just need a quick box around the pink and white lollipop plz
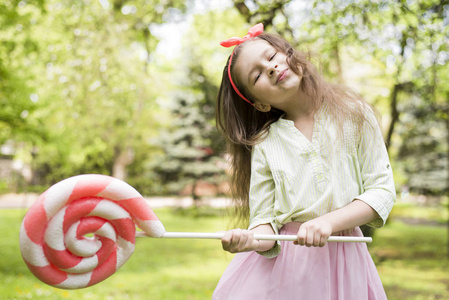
[20,174,371,289]
[19,174,164,289]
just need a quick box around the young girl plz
[212,23,395,299]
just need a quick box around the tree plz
[150,9,244,199]
[153,91,224,201]
[2,0,189,189]
[228,0,449,238]
[0,1,46,149]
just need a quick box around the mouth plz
[277,69,288,84]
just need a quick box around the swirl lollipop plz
[20,174,371,289]
[19,174,164,289]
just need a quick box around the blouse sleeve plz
[248,143,281,258]
[355,108,396,228]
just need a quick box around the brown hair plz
[216,32,374,227]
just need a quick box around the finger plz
[230,228,241,244]
[313,231,321,247]
[296,226,307,246]
[233,229,248,252]
[319,235,327,247]
[221,230,233,250]
[236,230,249,250]
[305,229,314,247]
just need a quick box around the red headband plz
[220,23,264,106]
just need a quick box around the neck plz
[280,89,316,121]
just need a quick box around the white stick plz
[136,231,372,243]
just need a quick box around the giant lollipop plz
[20,174,371,289]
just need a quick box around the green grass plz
[0,208,234,300]
[1,203,448,299]
[389,202,448,224]
[370,203,449,300]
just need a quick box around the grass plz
[389,202,448,224]
[0,207,234,300]
[370,203,449,300]
[1,202,448,299]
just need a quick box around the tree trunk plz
[385,83,401,151]
[333,43,344,85]
[233,0,251,21]
[191,179,199,202]
[112,147,134,180]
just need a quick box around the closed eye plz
[254,52,277,84]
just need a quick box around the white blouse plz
[248,103,396,257]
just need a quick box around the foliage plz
[0,0,46,146]
[1,0,191,191]
[306,0,449,193]
[0,0,449,193]
[396,98,448,194]
[152,91,225,198]
[230,0,449,194]
[150,8,247,197]
[2,0,449,195]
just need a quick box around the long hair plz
[216,32,374,227]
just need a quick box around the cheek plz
[254,85,271,99]
[251,82,266,94]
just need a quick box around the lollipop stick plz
[136,231,372,243]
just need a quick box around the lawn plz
[371,203,449,300]
[1,203,448,299]
[0,207,234,300]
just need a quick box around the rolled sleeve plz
[248,144,280,258]
[355,109,396,228]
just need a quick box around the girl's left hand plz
[295,218,333,247]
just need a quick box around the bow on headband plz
[220,23,264,106]
[220,23,264,48]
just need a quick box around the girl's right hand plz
[221,229,260,253]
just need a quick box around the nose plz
[268,64,278,77]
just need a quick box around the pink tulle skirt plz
[212,222,387,300]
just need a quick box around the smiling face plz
[233,39,302,111]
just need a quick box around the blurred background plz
[1,0,448,299]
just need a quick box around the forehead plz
[239,39,272,57]
[234,39,273,83]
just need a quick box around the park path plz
[0,193,230,209]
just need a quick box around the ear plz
[254,102,271,112]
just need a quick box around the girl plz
[212,23,395,300]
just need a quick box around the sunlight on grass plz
[390,202,448,224]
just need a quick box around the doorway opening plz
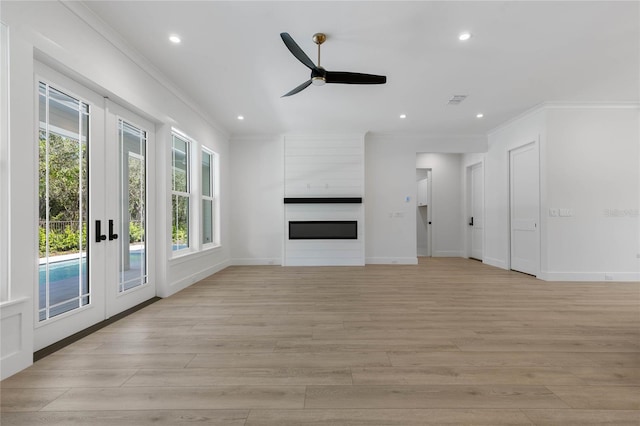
[416,168,432,257]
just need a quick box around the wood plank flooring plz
[2,258,639,425]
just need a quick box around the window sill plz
[169,245,222,265]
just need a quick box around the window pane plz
[119,119,147,292]
[38,83,89,322]
[202,151,211,196]
[202,199,213,244]
[172,194,189,250]
[172,135,188,193]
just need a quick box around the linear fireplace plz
[289,221,357,240]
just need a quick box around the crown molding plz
[488,101,640,136]
[61,1,230,139]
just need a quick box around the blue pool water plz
[39,250,145,320]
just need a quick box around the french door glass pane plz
[38,82,89,321]
[119,120,147,292]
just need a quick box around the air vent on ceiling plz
[447,95,467,105]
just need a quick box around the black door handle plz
[469,216,474,226]
[108,219,118,241]
[95,220,107,243]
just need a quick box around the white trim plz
[0,297,32,380]
[59,1,230,139]
[365,257,418,265]
[0,21,10,303]
[231,258,281,266]
[484,256,508,270]
[539,271,640,282]
[367,133,486,144]
[489,102,640,138]
[161,259,231,298]
[432,250,464,257]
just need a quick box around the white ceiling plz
[82,1,639,137]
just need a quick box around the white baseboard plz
[231,258,281,266]
[539,271,640,282]
[484,256,508,270]
[164,259,232,297]
[284,258,365,266]
[365,257,418,265]
[432,250,463,257]
[1,298,33,380]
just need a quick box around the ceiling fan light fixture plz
[311,76,326,86]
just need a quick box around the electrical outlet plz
[559,208,573,217]
[604,274,614,281]
[549,208,559,217]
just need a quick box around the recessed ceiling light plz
[169,35,181,44]
[458,32,472,41]
[399,114,407,119]
[476,113,484,118]
[237,115,245,120]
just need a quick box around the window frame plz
[170,130,192,255]
[201,147,219,249]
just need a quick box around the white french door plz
[104,101,156,318]
[35,63,155,350]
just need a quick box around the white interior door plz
[469,163,483,260]
[509,142,539,275]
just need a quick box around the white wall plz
[416,153,464,257]
[484,109,546,270]
[365,134,485,264]
[230,135,284,265]
[484,104,639,281]
[543,106,640,280]
[1,0,231,378]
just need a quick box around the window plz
[201,148,217,246]
[171,132,190,252]
[171,129,219,256]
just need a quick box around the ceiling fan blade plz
[282,79,312,97]
[280,32,316,70]
[325,71,386,85]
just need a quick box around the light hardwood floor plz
[2,258,639,425]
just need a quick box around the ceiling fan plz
[280,32,387,97]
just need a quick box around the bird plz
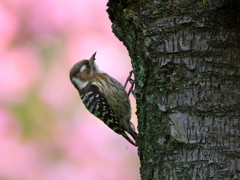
[69,52,138,146]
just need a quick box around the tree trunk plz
[107,0,240,179]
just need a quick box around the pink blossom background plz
[0,0,140,179]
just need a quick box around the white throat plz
[72,77,88,89]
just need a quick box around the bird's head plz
[70,52,99,90]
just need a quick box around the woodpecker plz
[70,52,138,146]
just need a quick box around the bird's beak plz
[89,52,96,66]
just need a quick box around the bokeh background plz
[0,0,140,179]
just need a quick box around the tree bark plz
[107,0,240,179]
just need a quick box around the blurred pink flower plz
[0,4,18,49]
[0,108,42,180]
[0,47,41,104]
[6,0,110,37]
[39,60,74,112]
[0,108,21,137]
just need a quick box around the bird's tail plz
[122,133,137,146]
[123,122,138,146]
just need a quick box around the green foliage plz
[12,91,55,140]
[202,0,208,8]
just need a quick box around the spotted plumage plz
[80,84,119,129]
[70,52,138,146]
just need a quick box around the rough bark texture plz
[107,0,240,179]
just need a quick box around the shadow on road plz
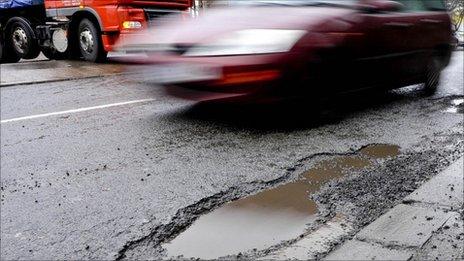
[170,86,426,132]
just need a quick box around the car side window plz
[423,0,447,11]
[396,0,427,12]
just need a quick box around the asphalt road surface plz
[1,52,463,260]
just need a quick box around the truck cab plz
[0,0,193,63]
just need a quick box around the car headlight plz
[183,29,306,57]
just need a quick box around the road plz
[1,52,463,260]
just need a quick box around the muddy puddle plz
[445,98,464,114]
[163,144,400,260]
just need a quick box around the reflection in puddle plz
[163,144,400,260]
[445,98,464,114]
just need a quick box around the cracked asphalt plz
[1,52,463,260]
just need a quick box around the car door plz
[359,0,425,88]
[415,0,452,70]
[391,0,431,82]
[393,0,451,84]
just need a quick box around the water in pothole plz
[163,144,400,259]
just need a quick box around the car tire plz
[77,18,107,62]
[7,17,41,60]
[422,55,441,96]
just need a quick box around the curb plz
[325,156,464,260]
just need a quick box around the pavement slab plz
[411,212,464,260]
[354,157,464,248]
[355,204,451,248]
[324,156,464,260]
[404,157,463,209]
[263,215,353,260]
[324,240,413,260]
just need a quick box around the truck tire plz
[0,38,21,63]
[77,18,107,62]
[7,17,40,60]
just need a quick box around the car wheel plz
[77,18,107,62]
[7,17,40,59]
[422,55,441,96]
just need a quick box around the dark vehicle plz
[119,0,454,101]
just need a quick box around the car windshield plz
[228,0,358,7]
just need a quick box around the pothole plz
[162,144,400,260]
[445,98,464,114]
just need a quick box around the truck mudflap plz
[102,34,118,52]
[102,32,147,52]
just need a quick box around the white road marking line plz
[1,98,156,124]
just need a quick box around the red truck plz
[0,0,193,63]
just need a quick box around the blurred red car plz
[118,0,453,101]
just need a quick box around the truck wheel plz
[0,38,21,63]
[77,18,107,62]
[7,17,40,59]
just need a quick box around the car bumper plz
[128,52,302,100]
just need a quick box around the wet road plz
[1,52,463,260]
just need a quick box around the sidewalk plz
[325,156,464,260]
[0,54,126,87]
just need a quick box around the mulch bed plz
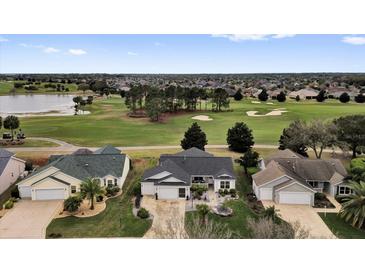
[246,192,265,214]
[314,196,336,208]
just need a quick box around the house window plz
[179,188,186,198]
[107,180,113,187]
[114,178,118,186]
[104,178,106,186]
[193,177,204,183]
[338,186,352,195]
[220,181,230,189]
[71,186,77,193]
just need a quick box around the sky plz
[1,34,365,73]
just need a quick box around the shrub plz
[25,160,33,172]
[223,189,229,195]
[48,233,62,239]
[315,192,326,200]
[218,189,224,196]
[132,182,141,196]
[96,195,104,202]
[106,186,120,196]
[137,207,150,219]
[63,196,82,212]
[135,194,141,208]
[11,187,20,199]
[339,92,350,103]
[4,199,14,209]
[229,189,237,197]
[335,195,348,204]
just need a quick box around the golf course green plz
[12,96,365,147]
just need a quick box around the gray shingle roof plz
[143,148,235,186]
[28,146,127,181]
[94,145,121,155]
[0,148,14,175]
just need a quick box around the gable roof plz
[143,148,235,186]
[93,145,121,155]
[25,146,127,182]
[264,148,304,165]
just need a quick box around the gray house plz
[141,148,236,200]
[253,149,348,206]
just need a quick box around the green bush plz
[229,189,237,197]
[223,189,229,195]
[132,182,141,196]
[63,196,82,212]
[218,189,224,196]
[96,195,104,202]
[137,207,150,219]
[315,192,326,200]
[48,233,62,239]
[106,186,120,197]
[4,199,14,209]
[11,187,20,199]
[335,195,348,204]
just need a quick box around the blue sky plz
______
In the answer, the lines from the one containing "just need a quick box around the mulch" to the end of the records above must be written out exactly, both ends included; the pictures must not appear.

just need a quick box around the mulch bed plz
[246,192,265,214]
[314,196,336,208]
just need a quick box around the house window plz
[179,188,186,198]
[107,180,113,187]
[114,178,118,186]
[104,178,106,186]
[193,177,204,183]
[338,186,352,195]
[220,181,230,189]
[71,186,77,193]
just need a quick box around the sky plz
[1,34,365,73]
just need a quick box around the shrub plz
[25,160,33,172]
[223,189,229,195]
[48,233,62,239]
[315,192,326,200]
[218,189,224,196]
[132,182,141,196]
[96,195,104,202]
[106,186,120,196]
[137,207,150,219]
[63,196,82,212]
[135,194,141,208]
[11,187,20,199]
[339,92,350,103]
[4,199,14,209]
[229,189,237,197]
[335,195,348,204]
just need a quick box around the golf course green plz
[12,96,365,147]
just need a quick box around the gray shingle roof plz
[143,148,235,186]
[28,146,127,181]
[94,145,121,155]
[0,148,14,175]
just need a quick box around the gable roof plz
[143,148,235,186]
[93,145,121,155]
[25,146,127,182]
[264,148,304,165]
just need a quick box around the gray house plz
[141,148,236,200]
[253,149,348,206]
just need a quick box around the green bush plz
[229,189,237,197]
[223,189,229,195]
[132,182,141,196]
[63,196,82,212]
[218,189,224,196]
[96,195,104,202]
[137,207,150,219]
[315,192,326,200]
[48,233,62,239]
[106,186,120,197]
[4,199,14,209]
[11,187,20,199]
[335,195,348,204]
just need a quick box around the blue sky plz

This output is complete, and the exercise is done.